**任务简述 A:** 根据下面的 Apache POI 简介,XSSF 组件对应的是哪种文档格式?
**任务简述 B:** 依据下面的 Apache POI 简介,说明处理 Excel 文档时为什么分为 HSSF 和 XSSF 两个组件。

**给定文本:**
◆ ◆ ◆ ◆ ◆
Apache POI简单使用-Java操作MS文档

Apache POI: A Java library for reading and writing Microsoft Office binary and OOXML file formats.

组件关系

对应关系说明:

POIFS for OLE 2 Documents

一般性使用直接操作抽象的针对特定文档的API即可,另外情况可能需要使用POFIS,更多信息: POIFS project page

HPSF for OLE 2 Document Properties

HPSF处理OLE 2 的属性(title, author, date of last modification etc.);
更多信息:HPSF project page

HSSF and XSSF for Excel Documents

HSSF对应Microsoft Excel 97 (-2003);
XSSF对应Microsoft Excel XML (2007+);
更多信息:HSSF+XSSF project page

HWPF and XWPF for Word Documents

HWPF对应Microsoft Word 97 (-2003),对老版本Word 6和Word 95格式提供简单的文本提取支持;
XWPF对应WordprocessingML (2007+);
更多信息:HWPF project page

HSLF and XSLF for PowerPoint Documents

HSLF对应Microsoft PowerPoint 97(-2003) ;
XSLF对应PresentationML (2007+);
更多信息:HSLF project page

HDGF and XDGF for Visio Documents

HDGF对应Microsoft Visio 97(-2003),目前只支持非常低级别的阅读和简单的文本提取。更对信息:HDGF / Diagram project page
XDGF对应Microsoft Visio XML (.vsdx)。更多信息:XDGF / Diagram project page

HPBF for Publisher Documents

HPBF对应Microsoft Publisher 98(-2007),目前只支持大约一半文件部分的低级别读取,以及简单的文本提取。更对信息:HPBF project page](https://poi.apache.org/components/hpbf/index.html)
◆ ◆ ◆ ◆ ◆
**提取数据:**
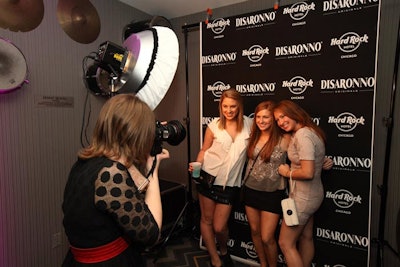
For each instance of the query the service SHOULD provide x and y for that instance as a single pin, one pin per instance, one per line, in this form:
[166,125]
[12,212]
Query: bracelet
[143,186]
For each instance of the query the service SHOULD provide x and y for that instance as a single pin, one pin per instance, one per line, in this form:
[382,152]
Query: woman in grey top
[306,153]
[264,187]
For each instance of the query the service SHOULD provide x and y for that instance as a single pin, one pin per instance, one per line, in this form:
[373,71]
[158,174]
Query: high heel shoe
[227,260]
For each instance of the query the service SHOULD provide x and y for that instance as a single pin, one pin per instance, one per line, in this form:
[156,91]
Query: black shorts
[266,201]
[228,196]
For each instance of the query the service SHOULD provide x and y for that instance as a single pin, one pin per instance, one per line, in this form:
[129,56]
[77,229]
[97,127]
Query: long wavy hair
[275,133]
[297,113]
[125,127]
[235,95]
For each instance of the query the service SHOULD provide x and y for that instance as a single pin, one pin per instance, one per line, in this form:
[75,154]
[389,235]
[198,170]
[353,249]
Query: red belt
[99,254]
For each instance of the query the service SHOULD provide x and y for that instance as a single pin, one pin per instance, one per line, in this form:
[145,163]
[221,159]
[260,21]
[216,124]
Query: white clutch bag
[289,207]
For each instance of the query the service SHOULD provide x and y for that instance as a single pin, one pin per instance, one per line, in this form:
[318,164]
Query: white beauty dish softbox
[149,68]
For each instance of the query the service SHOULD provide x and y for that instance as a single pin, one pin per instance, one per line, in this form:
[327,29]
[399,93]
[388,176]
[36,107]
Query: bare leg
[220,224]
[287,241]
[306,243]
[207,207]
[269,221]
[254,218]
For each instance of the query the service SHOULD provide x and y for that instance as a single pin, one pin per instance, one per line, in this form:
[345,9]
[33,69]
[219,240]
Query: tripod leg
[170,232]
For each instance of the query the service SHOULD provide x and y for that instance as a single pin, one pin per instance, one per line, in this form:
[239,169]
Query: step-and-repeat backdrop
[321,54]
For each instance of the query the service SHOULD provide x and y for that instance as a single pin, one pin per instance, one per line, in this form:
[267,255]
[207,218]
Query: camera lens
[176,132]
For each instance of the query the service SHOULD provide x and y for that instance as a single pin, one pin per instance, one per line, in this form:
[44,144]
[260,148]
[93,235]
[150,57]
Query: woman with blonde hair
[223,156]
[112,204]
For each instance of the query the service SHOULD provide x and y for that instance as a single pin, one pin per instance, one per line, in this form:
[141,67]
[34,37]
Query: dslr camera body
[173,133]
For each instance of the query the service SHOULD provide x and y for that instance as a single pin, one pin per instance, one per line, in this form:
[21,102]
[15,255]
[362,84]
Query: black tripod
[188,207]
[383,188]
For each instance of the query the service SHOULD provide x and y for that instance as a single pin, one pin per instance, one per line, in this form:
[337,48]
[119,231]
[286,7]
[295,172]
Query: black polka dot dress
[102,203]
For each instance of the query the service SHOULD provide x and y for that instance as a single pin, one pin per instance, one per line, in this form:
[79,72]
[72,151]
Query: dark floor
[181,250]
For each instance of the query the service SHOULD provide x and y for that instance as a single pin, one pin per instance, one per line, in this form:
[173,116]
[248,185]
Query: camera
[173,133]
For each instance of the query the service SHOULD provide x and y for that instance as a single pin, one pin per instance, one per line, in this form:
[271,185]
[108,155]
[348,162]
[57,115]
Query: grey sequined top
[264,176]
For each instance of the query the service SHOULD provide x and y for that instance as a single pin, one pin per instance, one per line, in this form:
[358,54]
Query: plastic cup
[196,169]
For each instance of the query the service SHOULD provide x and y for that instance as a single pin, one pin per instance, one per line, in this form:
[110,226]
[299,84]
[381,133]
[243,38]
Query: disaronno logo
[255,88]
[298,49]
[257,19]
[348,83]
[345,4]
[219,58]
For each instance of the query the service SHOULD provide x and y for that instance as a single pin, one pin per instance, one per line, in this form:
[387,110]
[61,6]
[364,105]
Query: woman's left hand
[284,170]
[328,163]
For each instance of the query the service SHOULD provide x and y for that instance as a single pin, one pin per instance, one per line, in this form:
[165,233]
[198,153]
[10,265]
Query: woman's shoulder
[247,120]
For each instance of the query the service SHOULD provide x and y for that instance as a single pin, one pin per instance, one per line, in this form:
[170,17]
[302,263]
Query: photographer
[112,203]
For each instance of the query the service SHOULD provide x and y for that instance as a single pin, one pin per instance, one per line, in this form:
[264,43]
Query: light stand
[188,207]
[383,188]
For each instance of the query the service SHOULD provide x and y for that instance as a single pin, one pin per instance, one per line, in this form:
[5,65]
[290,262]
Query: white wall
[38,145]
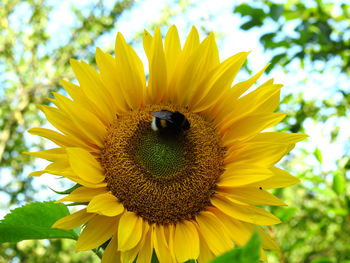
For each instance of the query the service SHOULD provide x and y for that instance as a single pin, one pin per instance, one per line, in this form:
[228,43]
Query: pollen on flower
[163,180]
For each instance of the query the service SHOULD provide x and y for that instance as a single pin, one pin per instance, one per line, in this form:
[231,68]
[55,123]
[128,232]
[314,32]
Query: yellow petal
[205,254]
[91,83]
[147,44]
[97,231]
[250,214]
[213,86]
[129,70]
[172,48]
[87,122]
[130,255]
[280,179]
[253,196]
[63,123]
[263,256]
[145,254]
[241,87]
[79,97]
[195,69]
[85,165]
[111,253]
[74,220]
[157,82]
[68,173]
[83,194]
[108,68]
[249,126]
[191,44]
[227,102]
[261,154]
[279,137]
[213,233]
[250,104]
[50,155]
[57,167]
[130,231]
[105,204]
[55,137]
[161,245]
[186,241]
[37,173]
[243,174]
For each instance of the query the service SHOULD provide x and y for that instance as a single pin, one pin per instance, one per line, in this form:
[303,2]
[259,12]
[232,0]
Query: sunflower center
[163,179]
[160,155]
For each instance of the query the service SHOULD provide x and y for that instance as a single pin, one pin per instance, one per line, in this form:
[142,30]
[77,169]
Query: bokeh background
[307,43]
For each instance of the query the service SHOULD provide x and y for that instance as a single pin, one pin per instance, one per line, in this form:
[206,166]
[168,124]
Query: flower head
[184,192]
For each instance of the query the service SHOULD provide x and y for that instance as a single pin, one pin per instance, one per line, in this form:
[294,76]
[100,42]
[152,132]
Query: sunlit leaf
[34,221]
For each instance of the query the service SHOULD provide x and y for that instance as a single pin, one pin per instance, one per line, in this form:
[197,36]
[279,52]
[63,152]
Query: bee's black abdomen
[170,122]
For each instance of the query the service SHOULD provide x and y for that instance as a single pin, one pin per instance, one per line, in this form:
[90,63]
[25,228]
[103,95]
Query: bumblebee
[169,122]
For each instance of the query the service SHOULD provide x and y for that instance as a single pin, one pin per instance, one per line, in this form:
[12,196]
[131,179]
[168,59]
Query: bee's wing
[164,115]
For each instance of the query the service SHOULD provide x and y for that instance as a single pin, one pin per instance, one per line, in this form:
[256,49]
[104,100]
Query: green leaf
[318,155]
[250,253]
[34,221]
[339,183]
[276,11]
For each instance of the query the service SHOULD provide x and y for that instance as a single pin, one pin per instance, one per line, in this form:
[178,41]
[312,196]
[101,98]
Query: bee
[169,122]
◆ ◆ ◆ ◆ ◆
**最终答案 A:** XSSF 对应 Microsoft Excel XML(2007+)。

**最终答案 B:** 这两个组件对应不同版本的 Excel 格式。HSSF 对应 Microsoft Excel 97(-2003),XSSF 对应 Microsoft Excel XML(2007+)。